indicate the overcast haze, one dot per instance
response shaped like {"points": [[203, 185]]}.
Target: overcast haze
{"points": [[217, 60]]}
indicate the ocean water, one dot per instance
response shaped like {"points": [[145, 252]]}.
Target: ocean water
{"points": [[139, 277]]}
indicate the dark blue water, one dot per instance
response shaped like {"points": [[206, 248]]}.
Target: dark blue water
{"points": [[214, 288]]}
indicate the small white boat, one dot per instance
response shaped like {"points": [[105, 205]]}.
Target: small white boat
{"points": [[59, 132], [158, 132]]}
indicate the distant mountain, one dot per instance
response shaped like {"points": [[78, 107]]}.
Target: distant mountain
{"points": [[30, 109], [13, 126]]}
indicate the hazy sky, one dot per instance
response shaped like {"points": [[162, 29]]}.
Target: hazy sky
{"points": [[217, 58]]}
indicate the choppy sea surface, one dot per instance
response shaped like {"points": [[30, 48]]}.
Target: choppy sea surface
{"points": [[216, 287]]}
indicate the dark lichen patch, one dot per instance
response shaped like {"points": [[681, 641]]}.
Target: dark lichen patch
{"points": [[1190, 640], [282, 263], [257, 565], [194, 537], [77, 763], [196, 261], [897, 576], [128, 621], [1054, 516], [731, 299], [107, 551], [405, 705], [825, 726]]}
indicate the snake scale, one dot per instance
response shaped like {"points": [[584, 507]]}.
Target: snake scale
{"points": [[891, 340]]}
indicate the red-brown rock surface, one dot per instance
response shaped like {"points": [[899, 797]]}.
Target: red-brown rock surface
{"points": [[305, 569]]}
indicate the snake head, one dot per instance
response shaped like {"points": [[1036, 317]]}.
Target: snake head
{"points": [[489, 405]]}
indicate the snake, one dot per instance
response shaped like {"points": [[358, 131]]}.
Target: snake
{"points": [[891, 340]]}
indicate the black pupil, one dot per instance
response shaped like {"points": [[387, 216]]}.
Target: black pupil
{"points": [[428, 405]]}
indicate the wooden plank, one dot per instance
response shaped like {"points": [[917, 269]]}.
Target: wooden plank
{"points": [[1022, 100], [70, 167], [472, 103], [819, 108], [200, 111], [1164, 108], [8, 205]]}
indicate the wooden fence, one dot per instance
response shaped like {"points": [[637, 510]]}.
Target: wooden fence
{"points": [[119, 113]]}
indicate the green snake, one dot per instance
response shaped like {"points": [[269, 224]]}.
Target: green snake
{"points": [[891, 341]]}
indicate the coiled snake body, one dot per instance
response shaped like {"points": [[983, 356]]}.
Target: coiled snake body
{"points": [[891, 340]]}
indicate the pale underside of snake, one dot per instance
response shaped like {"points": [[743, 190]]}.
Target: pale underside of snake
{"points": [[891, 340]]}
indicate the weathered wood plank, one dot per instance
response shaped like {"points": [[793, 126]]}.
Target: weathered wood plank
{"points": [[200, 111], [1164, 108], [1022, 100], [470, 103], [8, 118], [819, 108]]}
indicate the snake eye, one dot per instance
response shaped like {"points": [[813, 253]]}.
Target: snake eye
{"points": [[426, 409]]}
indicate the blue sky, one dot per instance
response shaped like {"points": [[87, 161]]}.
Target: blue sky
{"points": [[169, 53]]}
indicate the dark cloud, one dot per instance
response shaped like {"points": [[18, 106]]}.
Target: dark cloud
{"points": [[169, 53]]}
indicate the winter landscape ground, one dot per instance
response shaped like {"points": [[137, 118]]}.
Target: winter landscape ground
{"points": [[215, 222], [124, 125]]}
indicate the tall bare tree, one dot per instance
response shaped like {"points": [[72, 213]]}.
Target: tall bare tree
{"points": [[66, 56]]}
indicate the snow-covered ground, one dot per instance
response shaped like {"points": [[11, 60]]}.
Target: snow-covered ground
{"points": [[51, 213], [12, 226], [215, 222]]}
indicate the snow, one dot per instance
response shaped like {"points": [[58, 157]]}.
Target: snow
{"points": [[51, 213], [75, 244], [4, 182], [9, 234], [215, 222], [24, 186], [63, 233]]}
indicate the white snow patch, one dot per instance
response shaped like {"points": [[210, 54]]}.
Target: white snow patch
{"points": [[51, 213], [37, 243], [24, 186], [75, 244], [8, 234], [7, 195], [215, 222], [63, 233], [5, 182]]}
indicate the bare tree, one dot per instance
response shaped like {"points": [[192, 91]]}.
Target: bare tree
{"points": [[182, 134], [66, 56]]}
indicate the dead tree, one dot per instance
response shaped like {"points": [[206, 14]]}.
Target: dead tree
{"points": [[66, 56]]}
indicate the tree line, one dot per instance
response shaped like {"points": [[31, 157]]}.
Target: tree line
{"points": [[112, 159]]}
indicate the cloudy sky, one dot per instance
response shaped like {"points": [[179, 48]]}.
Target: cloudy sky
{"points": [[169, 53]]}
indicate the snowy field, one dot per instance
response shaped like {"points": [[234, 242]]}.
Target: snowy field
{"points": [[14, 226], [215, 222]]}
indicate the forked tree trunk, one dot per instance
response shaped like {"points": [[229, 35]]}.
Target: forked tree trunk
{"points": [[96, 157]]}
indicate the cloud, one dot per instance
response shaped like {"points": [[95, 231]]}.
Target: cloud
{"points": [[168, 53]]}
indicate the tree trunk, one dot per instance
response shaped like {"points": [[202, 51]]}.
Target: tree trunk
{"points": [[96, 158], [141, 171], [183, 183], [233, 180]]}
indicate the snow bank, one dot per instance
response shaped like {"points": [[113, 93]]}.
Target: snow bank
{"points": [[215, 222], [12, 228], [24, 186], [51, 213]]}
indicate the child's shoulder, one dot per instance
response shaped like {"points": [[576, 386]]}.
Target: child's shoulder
*-*-*
Render every line of the listing above as a JSON array of strings, one string per line, and leave out any blank lines.

[
  "indicate the overcast haze, one dot per instance",
  "response shaped like {\"points\": [[203, 185]]}.",
  "Target: overcast haze",
  "{\"points\": [[217, 60]]}",
  "indicate the ocean water, one dot per instance",
  "response shaped like {\"points\": [[145, 252]]}.",
  "Target: ocean water",
  "{\"points\": [[139, 277]]}",
  "indicate the dark blue water, one dot per instance",
  "response shaped like {\"points\": [[206, 248]]}.",
  "Target: dark blue water",
  "{\"points\": [[214, 288]]}",
  "indicate the small white boat, one dot per instance",
  "response shaped like {\"points\": [[105, 205]]}.",
  "Target: small white boat",
  "{\"points\": [[59, 132], [158, 132]]}",
  "indicate the distant mountain, one dot per instance",
  "response shaped like {\"points\": [[78, 107]]}.",
  "Target: distant mountain",
  "{\"points\": [[30, 109], [13, 126]]}",
  "indicate the hazy sky, one dot per instance",
  "response shaped like {\"points\": [[162, 29]]}.",
  "Target: hazy sky",
  "{\"points\": [[217, 58]]}",
  "indicate the choppy sea surface, one dot per instance",
  "response shaped like {\"points\": [[30, 48]]}.",
  "Target: choppy sea surface",
  "{\"points\": [[216, 287]]}",
  "indicate the dark lichen patch, one dot per instance",
  "response shaped like {\"points\": [[681, 641]]}.",
  "Target: dark lichen patch",
  "{\"points\": [[1190, 640], [282, 263], [257, 565], [194, 537], [77, 763], [196, 261], [897, 576], [128, 621], [1054, 516], [731, 299], [107, 551], [405, 705], [825, 726]]}",
  "indicate the snake scale, one dot per instance",
  "response shaped like {\"points\": [[584, 507]]}.",
  "Target: snake scale",
  "{\"points\": [[891, 340]]}",
  "indicate the red-brown rock surface, one dot per instance",
  "response shaped like {\"points\": [[899, 797]]}.",
  "Target: red-brown rock surface",
  "{\"points\": [[305, 569]]}",
  "indicate the snake head, one dot per instance",
  "response shaped like {\"points\": [[1036, 317]]}.",
  "Target: snake head",
  "{\"points\": [[489, 405]]}",
  "indicate the snake, one dot per instance",
  "response shaped like {\"points\": [[358, 131]]}.",
  "Target: snake",
  "{\"points\": [[891, 340]]}",
  "indicate the black pupil, one dot per instance",
  "response shaped like {\"points\": [[387, 216]]}.",
  "Target: black pupil",
  "{\"points\": [[428, 405]]}",
  "indicate the wooden plank, one dot per instance",
  "response shaped like {\"points\": [[917, 269]]}.",
  "Target: wooden plank",
  "{\"points\": [[1022, 100], [70, 167], [472, 103], [819, 108], [200, 111], [1164, 108], [8, 205]]}",
  "indicate the wooden fence, one dot per instance",
  "response shaped like {\"points\": [[637, 510]]}.",
  "Target: wooden fence",
  "{\"points\": [[119, 113]]}",
  "indicate the green snake, one dot per instance",
  "response shaped like {\"points\": [[269, 224]]}.",
  "Target: green snake",
  "{\"points\": [[891, 341]]}",
  "indicate the coiled snake body, one dot per instance",
  "response shaped like {\"points\": [[983, 356]]}.",
  "Target: coiled snake body",
  "{\"points\": [[891, 340]]}",
  "indicate the pale underside of snake, one dot per instance",
  "response shaped like {\"points\": [[743, 190]]}.",
  "Target: pale underside of snake",
  "{\"points\": [[891, 340]]}",
  "indicate the weathered wood plank, one dot per instance",
  "response shaped like {\"points\": [[793, 126]]}.",
  "Target: weathered wood plank",
  "{\"points\": [[200, 111], [1164, 108], [1022, 100], [470, 103], [8, 118], [819, 108]]}",
  "indicate the snake eye, one dot per instance",
  "response shaped like {\"points\": [[813, 253]]}.",
  "Target: snake eye",
  "{\"points\": [[426, 409]]}",
  "indicate the blue sky, one dot per instance",
  "response shaped like {\"points\": [[87, 161]]}.",
  "Target: blue sky",
  "{\"points\": [[169, 53]]}",
  "indicate the dark cloud, one dot per instance",
  "response shaped like {\"points\": [[18, 106]]}.",
  "Target: dark cloud",
  "{\"points\": [[169, 53]]}",
  "indicate the winter landscape ground, one dot per instance",
  "response shaped like {\"points\": [[137, 118]]}.",
  "Target: winter landscape ground",
  "{\"points\": [[215, 222], [124, 125]]}",
  "indicate the tall bare tree, one dot per instance",
  "response shaped like {\"points\": [[72, 213]]}.",
  "Target: tall bare tree",
  "{\"points\": [[66, 56]]}",
  "indicate the snow-covered ground, one dot per instance",
  "response shaped like {\"points\": [[11, 60]]}.",
  "Target: snow-covered ground",
  "{\"points\": [[51, 213], [12, 226], [215, 222]]}",
  "indicate the snow, one dot per instance",
  "response shaped like {\"points\": [[58, 157]]}.",
  "Target: snow",
  "{\"points\": [[51, 213], [75, 244], [4, 182], [9, 234], [215, 222], [24, 186], [63, 233]]}",
  "indicate the white snow patch, one dot per instance",
  "response shaped like {\"points\": [[210, 54]]}.",
  "Target: white snow patch",
  "{\"points\": [[51, 213], [37, 243], [24, 186], [75, 244], [8, 234], [7, 195], [215, 222], [63, 233], [5, 182]]}",
  "indicate the bare tree, one dot per instance",
  "response shaped like {\"points\": [[192, 91]]}.",
  "Target: bare tree",
  "{\"points\": [[182, 134], [66, 56]]}",
  "indicate the dead tree, one dot per instance",
  "response shaped like {\"points\": [[206, 14]]}.",
  "Target: dead tree",
  "{\"points\": [[66, 56]]}",
  "indicate the tree line, one dot per instance",
  "response shaped like {\"points\": [[31, 157]]}.",
  "Target: tree line",
  "{\"points\": [[112, 159]]}",
  "indicate the cloudy sky, one dot per instance",
  "response shaped like {\"points\": [[179, 48]]}.",
  "Target: cloudy sky",
  "{\"points\": [[169, 53]]}",
  "indicate the snowy field, one dot per instance",
  "response shaped like {\"points\": [[234, 242]]}.",
  "Target: snowy field",
  "{\"points\": [[14, 226], [215, 222]]}",
  "indicate the forked tree trunk, one dot per instance",
  "response shaped like {\"points\": [[229, 35]]}.",
  "Target: forked tree trunk",
  "{\"points\": [[96, 157]]}",
  "indicate the cloud, one dot per instance",
  "response shaped like {\"points\": [[95, 231]]}.",
  "Target: cloud",
  "{\"points\": [[168, 53]]}",
  "indicate the tree trunk, one dot per instance",
  "response shaped like {\"points\": [[202, 51]]}.",
  "Target: tree trunk",
  "{\"points\": [[96, 158], [141, 171], [183, 183], [233, 180]]}",
  "indicate the snow bank, one dot per instance",
  "response shaped like {\"points\": [[113, 93]]}.",
  "Target: snow bank",
  "{\"points\": [[215, 222], [12, 228], [24, 186], [51, 213]]}",
  "indicate the child's shoulder, one dot per instance",
  "response shaped like {\"points\": [[576, 386]]}.",
  "Target: child's shoulder"
]